WORK TO COMPLETE: Please rewrite everything from the row containing "like [228, 106]." down to the final row, replacing "field-scouting log" with "site survey log" and keeping all else unchanged.

(Position identification rows)
BEGIN

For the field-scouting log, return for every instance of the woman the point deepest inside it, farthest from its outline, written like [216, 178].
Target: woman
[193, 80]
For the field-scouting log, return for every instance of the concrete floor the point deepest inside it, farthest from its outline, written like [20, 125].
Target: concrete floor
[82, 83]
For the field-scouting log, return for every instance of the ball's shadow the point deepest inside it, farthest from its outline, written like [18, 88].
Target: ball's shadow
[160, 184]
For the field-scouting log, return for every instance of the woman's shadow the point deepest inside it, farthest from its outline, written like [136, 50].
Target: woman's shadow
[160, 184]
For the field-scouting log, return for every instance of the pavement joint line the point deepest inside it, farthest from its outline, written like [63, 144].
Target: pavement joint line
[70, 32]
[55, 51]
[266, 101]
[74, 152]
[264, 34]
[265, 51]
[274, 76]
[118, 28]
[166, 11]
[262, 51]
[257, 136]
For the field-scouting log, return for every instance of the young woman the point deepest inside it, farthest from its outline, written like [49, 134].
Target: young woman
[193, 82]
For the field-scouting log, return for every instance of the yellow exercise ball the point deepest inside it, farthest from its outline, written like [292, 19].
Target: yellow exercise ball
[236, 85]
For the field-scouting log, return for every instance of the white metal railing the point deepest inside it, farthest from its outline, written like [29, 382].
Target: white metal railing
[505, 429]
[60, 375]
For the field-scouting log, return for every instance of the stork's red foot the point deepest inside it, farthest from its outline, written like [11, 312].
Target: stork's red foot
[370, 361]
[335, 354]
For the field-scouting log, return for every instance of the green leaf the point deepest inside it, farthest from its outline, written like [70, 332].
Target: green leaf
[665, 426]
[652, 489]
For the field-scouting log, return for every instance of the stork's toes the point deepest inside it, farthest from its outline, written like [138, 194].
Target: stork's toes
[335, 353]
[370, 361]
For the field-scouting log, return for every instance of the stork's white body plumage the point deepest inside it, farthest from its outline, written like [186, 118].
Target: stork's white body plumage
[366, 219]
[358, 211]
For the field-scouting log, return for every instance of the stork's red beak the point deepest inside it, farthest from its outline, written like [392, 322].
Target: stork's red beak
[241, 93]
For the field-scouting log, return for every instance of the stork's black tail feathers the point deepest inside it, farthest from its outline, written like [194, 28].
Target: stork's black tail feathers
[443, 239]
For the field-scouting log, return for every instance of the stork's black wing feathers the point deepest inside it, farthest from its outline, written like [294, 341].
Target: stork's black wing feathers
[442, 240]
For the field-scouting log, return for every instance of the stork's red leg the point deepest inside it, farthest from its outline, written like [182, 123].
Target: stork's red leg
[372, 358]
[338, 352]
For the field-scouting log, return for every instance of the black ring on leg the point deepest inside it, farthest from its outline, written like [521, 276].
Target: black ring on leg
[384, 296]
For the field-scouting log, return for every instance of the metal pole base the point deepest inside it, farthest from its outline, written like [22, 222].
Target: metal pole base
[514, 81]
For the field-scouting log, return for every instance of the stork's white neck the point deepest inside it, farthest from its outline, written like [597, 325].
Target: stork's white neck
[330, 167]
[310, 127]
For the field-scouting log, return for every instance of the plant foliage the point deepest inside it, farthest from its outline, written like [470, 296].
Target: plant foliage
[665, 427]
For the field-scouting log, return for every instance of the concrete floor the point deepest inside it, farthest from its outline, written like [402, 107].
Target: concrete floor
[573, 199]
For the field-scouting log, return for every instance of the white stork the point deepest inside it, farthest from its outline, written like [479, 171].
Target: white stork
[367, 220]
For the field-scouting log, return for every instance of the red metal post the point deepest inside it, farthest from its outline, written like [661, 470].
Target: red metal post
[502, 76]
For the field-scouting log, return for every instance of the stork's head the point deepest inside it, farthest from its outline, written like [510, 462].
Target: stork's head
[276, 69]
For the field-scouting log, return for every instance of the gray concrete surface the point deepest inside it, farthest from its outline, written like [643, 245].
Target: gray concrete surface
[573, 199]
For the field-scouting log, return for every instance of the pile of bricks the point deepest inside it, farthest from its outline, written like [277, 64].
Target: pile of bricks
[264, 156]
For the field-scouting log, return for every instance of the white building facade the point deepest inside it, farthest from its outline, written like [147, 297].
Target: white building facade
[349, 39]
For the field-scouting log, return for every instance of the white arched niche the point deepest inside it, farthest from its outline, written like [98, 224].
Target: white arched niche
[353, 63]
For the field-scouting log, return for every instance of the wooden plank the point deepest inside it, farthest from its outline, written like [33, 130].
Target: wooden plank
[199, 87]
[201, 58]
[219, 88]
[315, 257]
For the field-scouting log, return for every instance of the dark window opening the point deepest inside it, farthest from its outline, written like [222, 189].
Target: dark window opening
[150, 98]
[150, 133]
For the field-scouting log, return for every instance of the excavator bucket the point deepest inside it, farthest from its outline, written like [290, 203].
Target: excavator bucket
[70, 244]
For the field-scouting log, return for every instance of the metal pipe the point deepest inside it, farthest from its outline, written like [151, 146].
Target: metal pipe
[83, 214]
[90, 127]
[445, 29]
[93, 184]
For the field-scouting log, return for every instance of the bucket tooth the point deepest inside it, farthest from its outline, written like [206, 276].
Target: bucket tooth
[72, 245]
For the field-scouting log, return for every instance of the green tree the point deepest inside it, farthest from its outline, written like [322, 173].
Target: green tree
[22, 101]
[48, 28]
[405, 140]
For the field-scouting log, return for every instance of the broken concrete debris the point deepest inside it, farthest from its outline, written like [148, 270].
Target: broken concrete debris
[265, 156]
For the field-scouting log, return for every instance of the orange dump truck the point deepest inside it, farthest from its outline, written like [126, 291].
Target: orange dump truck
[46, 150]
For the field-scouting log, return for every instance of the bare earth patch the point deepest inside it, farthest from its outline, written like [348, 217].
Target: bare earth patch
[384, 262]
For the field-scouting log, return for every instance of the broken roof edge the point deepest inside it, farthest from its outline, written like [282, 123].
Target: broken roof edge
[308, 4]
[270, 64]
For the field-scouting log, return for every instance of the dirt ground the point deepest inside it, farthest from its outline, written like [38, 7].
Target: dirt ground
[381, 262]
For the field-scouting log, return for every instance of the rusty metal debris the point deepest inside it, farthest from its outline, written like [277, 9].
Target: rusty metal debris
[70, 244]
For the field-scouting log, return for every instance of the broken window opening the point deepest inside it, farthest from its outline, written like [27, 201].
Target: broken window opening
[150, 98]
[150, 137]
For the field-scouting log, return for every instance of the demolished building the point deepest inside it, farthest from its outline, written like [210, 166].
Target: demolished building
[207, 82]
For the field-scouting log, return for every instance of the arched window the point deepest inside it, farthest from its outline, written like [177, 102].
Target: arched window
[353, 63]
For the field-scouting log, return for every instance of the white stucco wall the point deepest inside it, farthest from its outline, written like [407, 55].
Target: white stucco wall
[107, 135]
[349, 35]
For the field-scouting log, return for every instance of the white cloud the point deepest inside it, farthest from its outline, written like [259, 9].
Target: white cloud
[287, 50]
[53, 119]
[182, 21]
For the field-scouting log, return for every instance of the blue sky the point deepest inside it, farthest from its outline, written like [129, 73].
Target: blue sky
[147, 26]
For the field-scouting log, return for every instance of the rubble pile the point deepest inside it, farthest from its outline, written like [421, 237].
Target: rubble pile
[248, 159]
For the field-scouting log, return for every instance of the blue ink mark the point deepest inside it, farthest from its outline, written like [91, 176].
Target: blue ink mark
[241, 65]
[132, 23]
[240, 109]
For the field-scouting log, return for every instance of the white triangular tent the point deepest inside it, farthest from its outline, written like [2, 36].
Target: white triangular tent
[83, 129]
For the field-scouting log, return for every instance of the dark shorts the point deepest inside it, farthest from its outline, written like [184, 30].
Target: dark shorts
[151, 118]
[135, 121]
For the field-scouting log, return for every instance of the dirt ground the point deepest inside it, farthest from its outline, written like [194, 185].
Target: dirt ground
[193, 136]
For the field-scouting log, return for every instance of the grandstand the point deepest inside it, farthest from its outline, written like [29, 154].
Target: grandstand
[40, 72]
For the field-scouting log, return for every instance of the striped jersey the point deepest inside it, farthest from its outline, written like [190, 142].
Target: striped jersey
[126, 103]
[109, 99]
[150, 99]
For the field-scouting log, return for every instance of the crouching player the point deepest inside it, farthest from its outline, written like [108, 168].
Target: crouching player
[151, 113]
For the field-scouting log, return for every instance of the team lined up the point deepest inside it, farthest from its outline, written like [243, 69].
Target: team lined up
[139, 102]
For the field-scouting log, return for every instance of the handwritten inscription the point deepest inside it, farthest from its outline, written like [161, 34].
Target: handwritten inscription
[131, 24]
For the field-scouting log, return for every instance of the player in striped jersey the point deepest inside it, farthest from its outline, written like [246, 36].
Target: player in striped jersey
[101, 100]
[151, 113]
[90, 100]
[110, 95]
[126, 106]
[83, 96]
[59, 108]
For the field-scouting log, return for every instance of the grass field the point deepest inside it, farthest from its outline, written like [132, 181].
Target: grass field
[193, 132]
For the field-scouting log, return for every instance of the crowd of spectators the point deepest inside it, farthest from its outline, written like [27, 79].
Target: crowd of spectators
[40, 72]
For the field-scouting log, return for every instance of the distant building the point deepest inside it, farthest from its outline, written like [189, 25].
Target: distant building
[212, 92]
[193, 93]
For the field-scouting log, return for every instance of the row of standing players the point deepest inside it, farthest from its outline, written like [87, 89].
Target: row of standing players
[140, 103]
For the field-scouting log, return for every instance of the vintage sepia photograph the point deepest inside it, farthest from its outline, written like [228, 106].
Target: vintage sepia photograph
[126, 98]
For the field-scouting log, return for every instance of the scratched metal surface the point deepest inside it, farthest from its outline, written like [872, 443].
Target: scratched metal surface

END

WORKED SOLUTION:
For the site survey log, return for every instance of the vintage sepia photograph the point deepest inside it, farthest from its outline, written like [228, 106].
Target: vintage sepia photograph
[126, 98]
For the site survey log, return for every instance of the scratched metal surface the point deepest inside it, farthest from its outline, written like [872, 443].
Target: scratched metal surface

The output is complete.